YOUR ASSIGNMENT: Check each line of the data below for the string "vegetation". Then give the number of lines that have it, without anything else.

SOURCE INFORMATION:
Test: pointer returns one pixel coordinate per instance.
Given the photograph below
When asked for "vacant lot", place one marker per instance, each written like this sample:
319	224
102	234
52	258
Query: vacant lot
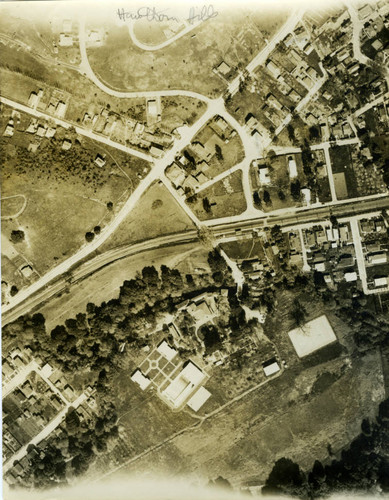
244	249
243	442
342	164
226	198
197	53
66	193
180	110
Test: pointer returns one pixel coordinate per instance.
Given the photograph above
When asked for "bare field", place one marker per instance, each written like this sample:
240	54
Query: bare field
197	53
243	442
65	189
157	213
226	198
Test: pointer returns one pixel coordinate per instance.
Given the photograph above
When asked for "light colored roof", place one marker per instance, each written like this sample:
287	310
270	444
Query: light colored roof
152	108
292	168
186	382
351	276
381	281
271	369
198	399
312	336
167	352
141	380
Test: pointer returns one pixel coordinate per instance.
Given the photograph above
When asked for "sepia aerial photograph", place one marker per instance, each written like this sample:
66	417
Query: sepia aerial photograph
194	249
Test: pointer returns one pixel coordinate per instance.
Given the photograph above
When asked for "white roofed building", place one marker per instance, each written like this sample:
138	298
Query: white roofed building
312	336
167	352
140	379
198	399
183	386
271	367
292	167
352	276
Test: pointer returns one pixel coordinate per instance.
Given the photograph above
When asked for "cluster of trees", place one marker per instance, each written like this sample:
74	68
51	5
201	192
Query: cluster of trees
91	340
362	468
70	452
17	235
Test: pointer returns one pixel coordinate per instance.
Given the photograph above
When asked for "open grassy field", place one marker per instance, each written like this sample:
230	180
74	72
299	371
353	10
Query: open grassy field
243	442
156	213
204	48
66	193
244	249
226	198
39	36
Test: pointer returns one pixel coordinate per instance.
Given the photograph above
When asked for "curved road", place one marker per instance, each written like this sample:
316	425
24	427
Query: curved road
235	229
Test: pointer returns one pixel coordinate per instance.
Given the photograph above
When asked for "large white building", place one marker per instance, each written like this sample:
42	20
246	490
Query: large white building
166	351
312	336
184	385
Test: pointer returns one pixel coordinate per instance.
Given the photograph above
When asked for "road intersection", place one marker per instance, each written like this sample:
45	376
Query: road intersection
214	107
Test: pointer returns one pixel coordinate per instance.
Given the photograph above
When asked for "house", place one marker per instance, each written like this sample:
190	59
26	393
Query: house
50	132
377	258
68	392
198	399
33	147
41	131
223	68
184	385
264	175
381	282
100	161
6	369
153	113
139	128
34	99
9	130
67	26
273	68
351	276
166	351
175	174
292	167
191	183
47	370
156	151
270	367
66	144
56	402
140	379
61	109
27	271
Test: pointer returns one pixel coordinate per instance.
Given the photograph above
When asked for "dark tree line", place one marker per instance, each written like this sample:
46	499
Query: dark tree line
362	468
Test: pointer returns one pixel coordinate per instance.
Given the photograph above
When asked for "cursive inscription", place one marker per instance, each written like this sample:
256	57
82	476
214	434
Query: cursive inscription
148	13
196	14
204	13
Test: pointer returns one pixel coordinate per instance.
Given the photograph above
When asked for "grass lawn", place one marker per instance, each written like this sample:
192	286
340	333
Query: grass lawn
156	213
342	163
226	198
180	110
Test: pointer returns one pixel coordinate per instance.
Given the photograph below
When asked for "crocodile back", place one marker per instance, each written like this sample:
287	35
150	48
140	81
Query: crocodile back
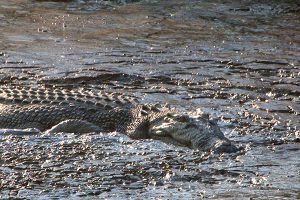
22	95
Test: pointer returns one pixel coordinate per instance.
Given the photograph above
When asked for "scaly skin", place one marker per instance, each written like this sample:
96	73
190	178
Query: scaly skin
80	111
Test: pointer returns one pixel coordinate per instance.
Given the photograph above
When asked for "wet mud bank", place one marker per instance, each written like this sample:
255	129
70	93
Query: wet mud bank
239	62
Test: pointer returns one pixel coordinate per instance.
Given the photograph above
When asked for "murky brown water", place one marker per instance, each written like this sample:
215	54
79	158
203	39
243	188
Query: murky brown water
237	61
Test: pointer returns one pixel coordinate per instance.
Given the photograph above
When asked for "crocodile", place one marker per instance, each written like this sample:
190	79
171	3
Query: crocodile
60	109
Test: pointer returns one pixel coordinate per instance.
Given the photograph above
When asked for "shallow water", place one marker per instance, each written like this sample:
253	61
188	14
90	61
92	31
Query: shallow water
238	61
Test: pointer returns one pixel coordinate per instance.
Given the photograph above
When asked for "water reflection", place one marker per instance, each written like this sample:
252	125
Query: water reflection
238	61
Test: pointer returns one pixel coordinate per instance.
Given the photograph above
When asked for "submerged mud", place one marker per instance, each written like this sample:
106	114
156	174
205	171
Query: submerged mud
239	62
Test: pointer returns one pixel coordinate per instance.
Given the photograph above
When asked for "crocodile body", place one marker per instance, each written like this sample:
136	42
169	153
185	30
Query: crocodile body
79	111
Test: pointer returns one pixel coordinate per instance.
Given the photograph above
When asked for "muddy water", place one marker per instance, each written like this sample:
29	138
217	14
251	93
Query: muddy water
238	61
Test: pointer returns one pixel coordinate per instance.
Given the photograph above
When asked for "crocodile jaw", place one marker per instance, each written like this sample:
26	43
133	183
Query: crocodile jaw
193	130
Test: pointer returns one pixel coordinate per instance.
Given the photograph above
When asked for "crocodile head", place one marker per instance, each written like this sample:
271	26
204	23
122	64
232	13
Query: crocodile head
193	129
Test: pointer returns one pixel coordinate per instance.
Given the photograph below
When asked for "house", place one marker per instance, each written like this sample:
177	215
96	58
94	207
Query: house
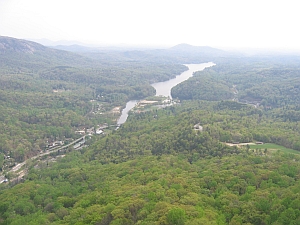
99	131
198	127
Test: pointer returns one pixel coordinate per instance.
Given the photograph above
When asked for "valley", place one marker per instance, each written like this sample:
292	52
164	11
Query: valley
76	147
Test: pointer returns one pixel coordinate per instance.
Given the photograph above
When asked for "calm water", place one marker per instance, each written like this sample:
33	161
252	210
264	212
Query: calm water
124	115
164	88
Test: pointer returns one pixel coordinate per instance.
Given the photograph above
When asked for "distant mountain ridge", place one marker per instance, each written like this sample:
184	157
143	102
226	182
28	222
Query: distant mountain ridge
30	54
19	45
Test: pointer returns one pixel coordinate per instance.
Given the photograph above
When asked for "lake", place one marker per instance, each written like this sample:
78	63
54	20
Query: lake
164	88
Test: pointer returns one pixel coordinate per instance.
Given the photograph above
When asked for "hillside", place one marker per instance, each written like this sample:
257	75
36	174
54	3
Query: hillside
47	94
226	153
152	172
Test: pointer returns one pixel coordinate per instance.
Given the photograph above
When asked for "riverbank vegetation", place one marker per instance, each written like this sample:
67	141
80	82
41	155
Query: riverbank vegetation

COMPLETED TASK: 2